## Text block

----

Name changes don’t phase us. Remember when the government not so long ago changed our windy city, Port Elizabeth’s name to Gqeberha? And when Google became Alphabet? Do we even think of or ever use these names? Well, the next change may be more difficult for its billions of users. The beleaguered Facebook is set to make an announcement next week or maybe even sooner. The social media giant says it’s much more than social media and reportedly wants the new name to reflect its focus on building the metaverse – a virtual world that is likely to connect work, play, business meetings, trade and so on. Or maybe the disastrous six hour outage on 4 October has woken emperor Mark Zuckerberg up to finding himself without clothes?
Facebook has been under fire since whistleblower Frances Haugen shared thousands of company documents detailing the social media platform’s struggle with moderating content with regulators and the Wall Street Journal. And the knocks keep coming.
Another Facebook whistleblower, Sophie Zhang, a former data scientist for the company, testified before a committee of lawmakers in the British parliament this week that the social media site is allowing authoritarian governments to manipulate political discourse. And yesterday, just hours after it launched Novi, a new digital wallet, Senate Democrats requested the social media platform to shelve it alongside its cryptocurrency project Diem as the company “cannot be trusted to manage a payment system or digital currency when its existing ability to manage risks and keep consumers safe has proven wholly insufficient”.
Not sure if a rebrand is the answer to all Facebook’s ills.
On a lighter note, the 95-year-old Queen Elizabeth II has snubbed the “Oldie of the Year” award as she believes “you are as old as you feel” and thinks she does not meet the “relevant criteria”. Now there’s a thought!

----

## Stored data
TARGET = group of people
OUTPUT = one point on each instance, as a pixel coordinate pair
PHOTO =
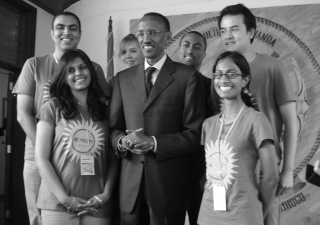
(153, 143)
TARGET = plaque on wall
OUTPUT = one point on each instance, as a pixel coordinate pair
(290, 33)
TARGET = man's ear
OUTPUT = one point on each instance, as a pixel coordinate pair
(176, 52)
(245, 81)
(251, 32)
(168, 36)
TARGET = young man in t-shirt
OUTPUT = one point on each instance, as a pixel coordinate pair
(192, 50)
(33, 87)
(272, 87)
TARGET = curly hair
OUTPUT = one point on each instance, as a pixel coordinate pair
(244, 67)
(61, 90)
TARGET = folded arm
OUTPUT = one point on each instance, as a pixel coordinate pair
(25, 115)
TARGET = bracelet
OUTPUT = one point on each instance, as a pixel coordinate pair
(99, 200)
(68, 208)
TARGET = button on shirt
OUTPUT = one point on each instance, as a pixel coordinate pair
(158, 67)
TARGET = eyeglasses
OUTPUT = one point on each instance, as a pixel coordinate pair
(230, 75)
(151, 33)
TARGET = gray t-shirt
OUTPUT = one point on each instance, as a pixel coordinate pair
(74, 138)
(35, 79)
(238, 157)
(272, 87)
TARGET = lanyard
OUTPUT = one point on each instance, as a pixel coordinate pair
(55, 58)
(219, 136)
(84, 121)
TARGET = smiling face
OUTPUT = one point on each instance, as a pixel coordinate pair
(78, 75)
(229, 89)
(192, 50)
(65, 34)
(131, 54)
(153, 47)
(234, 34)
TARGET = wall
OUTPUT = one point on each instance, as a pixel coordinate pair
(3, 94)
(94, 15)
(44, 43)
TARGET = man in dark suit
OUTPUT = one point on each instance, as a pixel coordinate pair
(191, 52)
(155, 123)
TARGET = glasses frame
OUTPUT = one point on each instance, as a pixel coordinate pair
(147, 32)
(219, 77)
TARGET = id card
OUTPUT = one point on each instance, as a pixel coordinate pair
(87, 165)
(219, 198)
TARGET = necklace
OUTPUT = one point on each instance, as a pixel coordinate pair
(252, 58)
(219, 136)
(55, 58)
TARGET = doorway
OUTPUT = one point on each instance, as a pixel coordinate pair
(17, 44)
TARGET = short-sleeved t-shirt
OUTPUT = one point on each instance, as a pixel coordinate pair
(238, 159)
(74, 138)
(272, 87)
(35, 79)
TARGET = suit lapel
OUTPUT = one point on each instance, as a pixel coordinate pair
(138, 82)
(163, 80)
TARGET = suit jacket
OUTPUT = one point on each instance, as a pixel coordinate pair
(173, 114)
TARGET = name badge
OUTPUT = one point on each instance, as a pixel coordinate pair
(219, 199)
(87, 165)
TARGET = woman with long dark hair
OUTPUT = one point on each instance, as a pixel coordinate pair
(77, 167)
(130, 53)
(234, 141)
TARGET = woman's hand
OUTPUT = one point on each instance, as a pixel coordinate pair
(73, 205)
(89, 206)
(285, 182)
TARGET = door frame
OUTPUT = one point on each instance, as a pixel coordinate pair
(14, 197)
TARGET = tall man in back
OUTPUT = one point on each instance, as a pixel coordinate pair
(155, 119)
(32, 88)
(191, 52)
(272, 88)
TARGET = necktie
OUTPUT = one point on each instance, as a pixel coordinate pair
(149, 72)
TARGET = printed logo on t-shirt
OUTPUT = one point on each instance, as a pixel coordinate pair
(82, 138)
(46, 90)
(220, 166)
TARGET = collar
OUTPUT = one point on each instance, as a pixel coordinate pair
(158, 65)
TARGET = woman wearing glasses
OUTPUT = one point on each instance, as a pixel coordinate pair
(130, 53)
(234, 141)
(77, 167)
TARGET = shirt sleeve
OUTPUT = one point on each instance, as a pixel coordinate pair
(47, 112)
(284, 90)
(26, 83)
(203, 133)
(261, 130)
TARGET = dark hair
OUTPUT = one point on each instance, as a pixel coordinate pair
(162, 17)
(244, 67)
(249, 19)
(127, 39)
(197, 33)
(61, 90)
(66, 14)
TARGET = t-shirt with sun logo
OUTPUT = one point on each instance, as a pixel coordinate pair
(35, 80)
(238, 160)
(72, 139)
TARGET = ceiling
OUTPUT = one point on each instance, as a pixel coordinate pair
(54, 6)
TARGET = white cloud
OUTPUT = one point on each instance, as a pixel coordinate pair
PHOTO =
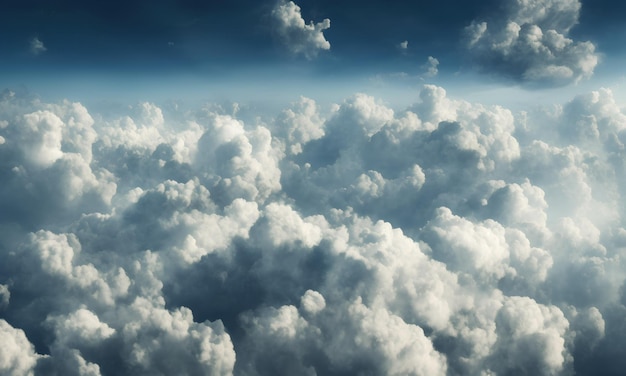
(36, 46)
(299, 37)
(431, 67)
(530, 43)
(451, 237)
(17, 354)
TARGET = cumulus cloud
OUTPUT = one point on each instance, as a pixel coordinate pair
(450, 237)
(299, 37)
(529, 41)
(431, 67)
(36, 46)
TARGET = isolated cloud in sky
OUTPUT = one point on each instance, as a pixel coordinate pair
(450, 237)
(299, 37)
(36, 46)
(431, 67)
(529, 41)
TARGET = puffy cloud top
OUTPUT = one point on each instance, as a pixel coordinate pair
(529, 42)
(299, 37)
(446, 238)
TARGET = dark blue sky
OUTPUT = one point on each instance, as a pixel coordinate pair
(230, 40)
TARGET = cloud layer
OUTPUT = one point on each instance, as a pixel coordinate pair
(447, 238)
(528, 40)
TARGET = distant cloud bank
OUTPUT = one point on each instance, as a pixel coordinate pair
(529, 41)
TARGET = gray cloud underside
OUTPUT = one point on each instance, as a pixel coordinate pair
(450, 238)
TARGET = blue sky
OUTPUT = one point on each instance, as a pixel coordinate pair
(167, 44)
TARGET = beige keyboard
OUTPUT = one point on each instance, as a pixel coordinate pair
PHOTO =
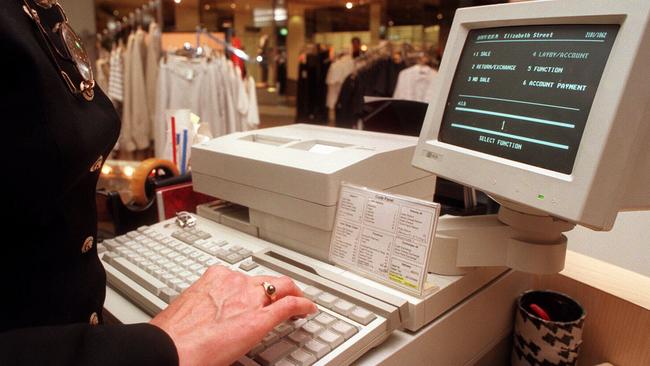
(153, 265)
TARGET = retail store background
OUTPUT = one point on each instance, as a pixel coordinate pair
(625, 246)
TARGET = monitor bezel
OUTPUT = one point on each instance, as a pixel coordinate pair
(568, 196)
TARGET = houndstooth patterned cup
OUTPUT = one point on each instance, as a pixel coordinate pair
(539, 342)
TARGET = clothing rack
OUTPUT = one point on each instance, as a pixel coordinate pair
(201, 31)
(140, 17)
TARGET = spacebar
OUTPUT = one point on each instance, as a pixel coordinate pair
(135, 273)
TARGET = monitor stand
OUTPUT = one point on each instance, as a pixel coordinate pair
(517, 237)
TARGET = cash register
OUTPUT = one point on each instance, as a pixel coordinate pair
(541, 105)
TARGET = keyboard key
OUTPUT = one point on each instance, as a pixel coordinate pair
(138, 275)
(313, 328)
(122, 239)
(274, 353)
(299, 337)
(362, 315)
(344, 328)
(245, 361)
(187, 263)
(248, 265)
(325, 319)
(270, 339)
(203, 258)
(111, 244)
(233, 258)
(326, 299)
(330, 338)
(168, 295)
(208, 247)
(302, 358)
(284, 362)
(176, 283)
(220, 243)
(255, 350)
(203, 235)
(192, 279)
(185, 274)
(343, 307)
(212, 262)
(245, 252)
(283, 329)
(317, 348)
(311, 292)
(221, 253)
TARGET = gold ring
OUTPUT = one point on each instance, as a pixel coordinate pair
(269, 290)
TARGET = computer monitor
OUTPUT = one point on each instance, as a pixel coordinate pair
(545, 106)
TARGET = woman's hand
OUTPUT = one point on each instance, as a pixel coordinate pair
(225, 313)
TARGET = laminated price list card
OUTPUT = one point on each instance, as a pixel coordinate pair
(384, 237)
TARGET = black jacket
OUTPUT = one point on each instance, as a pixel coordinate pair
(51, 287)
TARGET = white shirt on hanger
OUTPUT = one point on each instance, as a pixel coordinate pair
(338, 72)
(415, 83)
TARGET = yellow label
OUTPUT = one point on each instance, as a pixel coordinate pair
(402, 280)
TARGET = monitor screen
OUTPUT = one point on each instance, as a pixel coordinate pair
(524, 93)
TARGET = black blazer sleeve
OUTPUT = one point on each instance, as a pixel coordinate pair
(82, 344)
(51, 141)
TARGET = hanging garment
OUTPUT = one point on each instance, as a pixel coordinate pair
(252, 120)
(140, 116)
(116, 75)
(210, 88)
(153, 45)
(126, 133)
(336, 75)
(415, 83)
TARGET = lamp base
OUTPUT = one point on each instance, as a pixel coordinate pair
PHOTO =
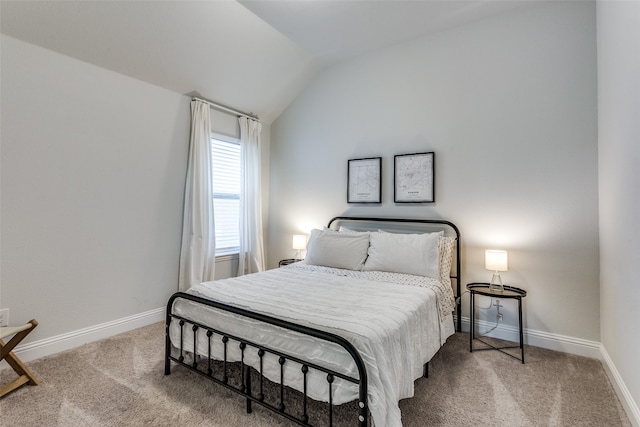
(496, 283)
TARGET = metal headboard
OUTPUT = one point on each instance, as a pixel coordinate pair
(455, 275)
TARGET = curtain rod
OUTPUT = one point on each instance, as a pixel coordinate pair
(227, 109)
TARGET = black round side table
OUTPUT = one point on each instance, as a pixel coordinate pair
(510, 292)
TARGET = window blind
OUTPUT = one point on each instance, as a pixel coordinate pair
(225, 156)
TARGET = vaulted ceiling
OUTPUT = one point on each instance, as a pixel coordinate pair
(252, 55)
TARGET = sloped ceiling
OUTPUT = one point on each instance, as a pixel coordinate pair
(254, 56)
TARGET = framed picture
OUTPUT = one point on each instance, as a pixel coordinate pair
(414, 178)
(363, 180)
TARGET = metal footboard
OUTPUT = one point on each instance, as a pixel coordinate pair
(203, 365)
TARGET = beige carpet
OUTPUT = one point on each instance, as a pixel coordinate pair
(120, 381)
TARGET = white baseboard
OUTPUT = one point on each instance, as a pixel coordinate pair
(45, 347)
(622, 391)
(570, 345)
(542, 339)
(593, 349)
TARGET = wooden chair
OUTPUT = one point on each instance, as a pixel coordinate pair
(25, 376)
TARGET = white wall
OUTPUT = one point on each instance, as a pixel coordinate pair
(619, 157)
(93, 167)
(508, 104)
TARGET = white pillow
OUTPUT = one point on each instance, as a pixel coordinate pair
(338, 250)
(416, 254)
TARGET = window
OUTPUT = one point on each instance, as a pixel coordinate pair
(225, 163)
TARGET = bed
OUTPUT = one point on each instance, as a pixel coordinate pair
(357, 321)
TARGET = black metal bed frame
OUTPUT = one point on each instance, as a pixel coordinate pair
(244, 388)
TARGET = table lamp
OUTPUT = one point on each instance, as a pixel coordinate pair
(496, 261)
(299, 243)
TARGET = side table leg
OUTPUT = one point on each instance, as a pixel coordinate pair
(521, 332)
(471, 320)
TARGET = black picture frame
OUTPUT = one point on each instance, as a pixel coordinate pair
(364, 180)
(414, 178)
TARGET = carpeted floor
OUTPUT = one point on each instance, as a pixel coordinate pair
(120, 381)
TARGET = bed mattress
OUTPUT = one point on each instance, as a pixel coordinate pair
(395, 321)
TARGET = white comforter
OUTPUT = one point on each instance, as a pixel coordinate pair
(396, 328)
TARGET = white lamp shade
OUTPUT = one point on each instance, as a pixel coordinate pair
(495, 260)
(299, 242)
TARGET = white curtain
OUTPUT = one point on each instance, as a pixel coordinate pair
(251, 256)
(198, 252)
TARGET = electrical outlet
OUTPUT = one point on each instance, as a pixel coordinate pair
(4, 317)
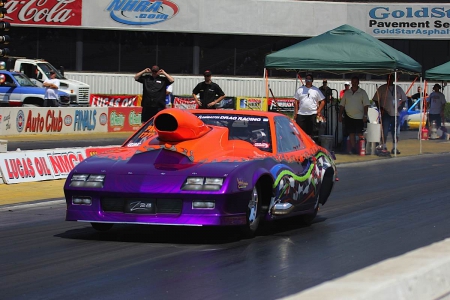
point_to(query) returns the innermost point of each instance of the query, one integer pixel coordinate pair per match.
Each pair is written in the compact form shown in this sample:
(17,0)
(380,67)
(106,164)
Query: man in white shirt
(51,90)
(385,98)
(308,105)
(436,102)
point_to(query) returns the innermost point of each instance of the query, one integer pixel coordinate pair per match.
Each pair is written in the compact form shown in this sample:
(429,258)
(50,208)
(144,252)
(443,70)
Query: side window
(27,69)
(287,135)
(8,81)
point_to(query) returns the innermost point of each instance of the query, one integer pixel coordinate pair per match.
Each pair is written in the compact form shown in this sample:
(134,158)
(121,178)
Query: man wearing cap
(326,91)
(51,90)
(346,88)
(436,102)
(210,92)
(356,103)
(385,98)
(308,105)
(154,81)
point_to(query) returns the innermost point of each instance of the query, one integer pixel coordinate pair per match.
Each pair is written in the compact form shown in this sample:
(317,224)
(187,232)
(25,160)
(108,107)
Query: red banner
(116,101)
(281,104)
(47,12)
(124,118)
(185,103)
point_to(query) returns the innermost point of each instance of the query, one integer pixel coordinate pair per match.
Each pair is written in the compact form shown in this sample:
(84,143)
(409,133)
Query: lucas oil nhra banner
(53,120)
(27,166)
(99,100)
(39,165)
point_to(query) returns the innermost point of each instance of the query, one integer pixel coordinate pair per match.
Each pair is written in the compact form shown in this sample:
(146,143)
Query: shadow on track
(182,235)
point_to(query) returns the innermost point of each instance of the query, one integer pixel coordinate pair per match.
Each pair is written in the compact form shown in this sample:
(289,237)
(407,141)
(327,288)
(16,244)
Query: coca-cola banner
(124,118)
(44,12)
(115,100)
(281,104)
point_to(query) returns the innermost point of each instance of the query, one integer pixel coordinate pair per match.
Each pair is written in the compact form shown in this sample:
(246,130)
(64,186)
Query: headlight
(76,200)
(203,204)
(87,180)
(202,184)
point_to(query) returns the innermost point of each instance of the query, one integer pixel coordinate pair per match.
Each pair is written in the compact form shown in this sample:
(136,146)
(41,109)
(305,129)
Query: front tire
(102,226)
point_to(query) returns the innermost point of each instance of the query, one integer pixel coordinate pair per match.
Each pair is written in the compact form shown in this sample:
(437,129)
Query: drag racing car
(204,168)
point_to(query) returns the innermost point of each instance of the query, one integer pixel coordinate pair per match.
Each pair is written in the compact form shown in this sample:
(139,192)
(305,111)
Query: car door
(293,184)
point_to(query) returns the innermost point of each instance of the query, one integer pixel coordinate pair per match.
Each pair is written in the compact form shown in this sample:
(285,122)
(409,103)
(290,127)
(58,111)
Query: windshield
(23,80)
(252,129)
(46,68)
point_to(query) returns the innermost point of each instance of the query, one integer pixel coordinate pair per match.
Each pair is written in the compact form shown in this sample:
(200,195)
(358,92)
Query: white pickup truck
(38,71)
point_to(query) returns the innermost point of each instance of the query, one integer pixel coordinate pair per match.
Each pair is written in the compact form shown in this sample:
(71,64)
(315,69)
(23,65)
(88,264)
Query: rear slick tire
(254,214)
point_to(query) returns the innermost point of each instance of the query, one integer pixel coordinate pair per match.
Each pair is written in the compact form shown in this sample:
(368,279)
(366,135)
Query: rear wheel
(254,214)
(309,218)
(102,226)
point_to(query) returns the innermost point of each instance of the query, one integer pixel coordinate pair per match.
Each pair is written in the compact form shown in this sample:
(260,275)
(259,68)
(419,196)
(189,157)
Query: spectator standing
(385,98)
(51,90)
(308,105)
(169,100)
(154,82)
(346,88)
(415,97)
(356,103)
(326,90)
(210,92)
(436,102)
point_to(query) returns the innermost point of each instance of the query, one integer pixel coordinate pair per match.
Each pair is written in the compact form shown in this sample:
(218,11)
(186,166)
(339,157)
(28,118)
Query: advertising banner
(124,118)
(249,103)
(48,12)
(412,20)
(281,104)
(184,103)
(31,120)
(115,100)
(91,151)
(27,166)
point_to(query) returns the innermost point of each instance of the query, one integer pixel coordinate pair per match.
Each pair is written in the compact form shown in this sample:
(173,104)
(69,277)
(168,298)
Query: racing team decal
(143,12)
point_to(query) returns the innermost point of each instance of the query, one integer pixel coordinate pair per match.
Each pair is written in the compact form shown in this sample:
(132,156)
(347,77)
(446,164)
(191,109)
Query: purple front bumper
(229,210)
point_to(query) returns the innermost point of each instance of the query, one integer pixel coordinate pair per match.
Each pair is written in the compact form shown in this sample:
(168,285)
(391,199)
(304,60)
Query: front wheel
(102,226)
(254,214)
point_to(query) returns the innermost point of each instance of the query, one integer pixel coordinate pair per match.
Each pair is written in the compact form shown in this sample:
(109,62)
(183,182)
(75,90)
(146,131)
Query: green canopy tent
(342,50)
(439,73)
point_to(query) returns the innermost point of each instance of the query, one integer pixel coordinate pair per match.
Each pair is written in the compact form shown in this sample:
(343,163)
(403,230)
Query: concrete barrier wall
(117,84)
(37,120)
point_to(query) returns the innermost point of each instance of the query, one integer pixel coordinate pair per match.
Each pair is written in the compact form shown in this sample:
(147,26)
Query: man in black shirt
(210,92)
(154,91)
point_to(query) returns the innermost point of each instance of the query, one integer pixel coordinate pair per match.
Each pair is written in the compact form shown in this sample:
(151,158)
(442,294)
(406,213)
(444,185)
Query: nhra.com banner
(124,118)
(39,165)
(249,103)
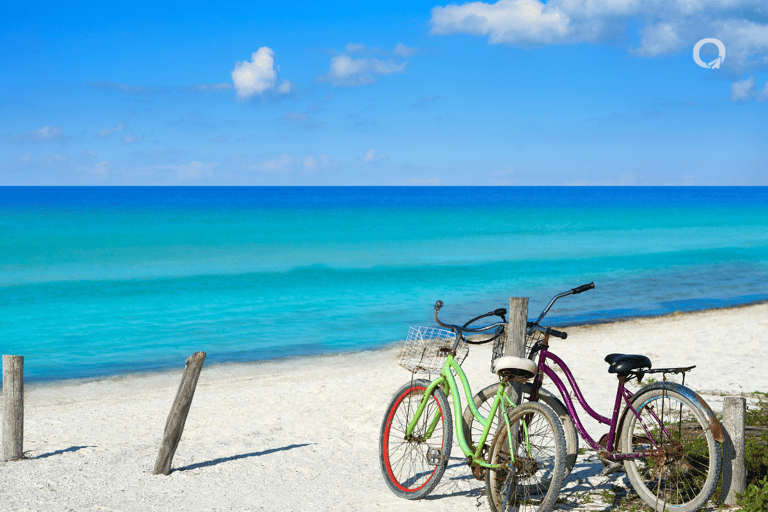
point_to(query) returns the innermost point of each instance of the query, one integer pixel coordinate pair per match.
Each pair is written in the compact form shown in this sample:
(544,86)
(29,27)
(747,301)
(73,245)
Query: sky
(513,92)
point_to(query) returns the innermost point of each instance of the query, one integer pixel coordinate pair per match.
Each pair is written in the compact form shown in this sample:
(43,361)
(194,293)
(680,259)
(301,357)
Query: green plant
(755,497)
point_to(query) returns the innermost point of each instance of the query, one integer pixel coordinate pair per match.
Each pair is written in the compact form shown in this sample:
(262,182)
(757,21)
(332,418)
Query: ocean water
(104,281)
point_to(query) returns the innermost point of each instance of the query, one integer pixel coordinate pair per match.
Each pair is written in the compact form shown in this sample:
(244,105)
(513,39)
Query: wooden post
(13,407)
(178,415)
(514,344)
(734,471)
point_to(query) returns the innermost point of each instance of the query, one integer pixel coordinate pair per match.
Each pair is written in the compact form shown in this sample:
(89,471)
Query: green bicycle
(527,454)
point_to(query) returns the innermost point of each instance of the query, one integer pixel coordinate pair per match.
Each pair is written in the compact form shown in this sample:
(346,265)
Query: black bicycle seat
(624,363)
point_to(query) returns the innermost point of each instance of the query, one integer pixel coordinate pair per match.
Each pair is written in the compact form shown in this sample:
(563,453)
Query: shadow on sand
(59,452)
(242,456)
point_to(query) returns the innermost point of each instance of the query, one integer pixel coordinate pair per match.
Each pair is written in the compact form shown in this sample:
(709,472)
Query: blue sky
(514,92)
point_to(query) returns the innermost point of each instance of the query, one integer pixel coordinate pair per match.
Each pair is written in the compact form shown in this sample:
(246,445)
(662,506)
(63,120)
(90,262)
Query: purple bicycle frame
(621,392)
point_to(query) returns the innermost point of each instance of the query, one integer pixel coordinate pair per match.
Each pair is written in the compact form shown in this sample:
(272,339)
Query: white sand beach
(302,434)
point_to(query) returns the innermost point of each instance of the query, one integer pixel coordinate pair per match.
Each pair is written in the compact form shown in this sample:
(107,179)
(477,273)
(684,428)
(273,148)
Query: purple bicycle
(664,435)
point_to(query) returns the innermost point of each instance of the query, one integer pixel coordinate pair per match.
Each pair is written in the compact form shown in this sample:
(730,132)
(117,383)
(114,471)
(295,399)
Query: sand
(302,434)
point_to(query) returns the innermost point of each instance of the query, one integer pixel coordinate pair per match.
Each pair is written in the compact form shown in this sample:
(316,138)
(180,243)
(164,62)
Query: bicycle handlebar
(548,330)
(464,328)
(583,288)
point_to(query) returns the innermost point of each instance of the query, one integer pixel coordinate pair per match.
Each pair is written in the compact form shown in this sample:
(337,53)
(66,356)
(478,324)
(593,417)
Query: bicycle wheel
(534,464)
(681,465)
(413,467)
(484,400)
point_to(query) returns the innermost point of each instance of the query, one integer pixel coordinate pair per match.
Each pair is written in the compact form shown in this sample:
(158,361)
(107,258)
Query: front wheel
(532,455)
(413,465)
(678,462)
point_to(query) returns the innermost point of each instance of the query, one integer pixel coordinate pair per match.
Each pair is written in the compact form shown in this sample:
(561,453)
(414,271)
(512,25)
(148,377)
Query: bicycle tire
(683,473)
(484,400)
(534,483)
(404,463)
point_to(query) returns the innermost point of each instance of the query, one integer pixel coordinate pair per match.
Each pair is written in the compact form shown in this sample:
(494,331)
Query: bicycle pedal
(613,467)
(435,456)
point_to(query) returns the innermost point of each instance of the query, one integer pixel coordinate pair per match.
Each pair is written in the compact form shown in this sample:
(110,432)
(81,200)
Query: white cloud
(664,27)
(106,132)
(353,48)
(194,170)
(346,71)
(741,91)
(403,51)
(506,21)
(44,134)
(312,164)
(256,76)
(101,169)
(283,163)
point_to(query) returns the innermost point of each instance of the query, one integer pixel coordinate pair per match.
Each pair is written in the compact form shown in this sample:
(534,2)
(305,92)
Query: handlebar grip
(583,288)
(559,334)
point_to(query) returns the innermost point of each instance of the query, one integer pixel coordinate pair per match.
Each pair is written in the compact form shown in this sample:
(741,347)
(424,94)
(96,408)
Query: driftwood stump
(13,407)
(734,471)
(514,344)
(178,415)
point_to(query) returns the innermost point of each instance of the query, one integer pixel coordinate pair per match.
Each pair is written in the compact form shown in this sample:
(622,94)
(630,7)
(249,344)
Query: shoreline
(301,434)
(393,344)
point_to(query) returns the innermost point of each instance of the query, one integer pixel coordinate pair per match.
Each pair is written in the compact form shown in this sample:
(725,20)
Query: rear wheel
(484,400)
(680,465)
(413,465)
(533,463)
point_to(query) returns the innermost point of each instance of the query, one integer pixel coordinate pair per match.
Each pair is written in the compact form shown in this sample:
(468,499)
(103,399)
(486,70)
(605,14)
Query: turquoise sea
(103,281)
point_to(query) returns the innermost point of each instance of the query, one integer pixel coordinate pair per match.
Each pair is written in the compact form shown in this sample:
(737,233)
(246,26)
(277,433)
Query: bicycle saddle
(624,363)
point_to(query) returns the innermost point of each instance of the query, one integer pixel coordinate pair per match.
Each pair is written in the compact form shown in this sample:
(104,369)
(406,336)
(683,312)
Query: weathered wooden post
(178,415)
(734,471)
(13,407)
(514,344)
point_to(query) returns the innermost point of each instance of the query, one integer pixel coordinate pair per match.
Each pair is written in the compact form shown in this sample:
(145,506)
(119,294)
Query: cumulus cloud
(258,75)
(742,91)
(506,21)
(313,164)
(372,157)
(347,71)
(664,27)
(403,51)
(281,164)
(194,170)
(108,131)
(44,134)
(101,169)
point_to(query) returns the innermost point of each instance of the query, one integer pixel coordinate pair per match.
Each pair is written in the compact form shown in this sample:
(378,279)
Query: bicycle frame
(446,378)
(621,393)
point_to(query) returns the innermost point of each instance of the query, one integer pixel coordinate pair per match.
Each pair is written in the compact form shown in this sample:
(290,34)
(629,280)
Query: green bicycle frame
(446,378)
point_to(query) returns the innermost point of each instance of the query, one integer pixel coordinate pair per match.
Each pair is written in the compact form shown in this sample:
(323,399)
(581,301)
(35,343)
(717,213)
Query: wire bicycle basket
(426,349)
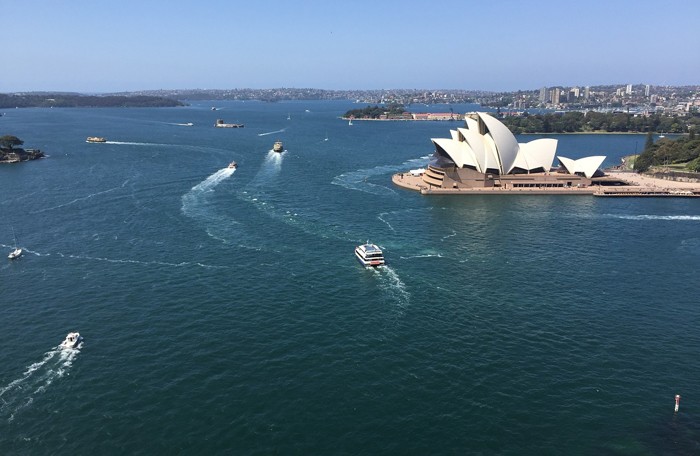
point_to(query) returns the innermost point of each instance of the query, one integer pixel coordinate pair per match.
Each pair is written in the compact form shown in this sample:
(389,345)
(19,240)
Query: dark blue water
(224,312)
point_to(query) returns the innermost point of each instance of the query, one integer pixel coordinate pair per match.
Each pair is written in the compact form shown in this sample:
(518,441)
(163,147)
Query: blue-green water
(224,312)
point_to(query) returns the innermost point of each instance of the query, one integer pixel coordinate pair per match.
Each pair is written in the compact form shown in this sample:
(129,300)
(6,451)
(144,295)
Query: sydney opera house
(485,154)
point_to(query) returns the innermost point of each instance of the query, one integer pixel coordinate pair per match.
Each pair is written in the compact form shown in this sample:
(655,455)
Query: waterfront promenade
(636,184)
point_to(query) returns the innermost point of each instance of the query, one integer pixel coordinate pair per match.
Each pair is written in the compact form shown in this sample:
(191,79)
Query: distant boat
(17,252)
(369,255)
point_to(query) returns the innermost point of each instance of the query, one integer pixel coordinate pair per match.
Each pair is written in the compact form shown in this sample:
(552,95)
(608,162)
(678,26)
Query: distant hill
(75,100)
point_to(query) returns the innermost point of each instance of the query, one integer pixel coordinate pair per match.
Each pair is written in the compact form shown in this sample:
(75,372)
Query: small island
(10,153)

----

## Your assignment
Reproduce word for word the passage of the commentary on Facebook's planned name change that opens with the words containing "On a lighter" and closes with "there’s a thought!".

## Solution to this exercise
On a lighter note, the 95-year-old Queen Elizabeth II has snubbed the “Oldie of the Year” award as she believes “you are as old as you feel” and thinks she does not meet the “relevant criteria”. Now there’s a thought!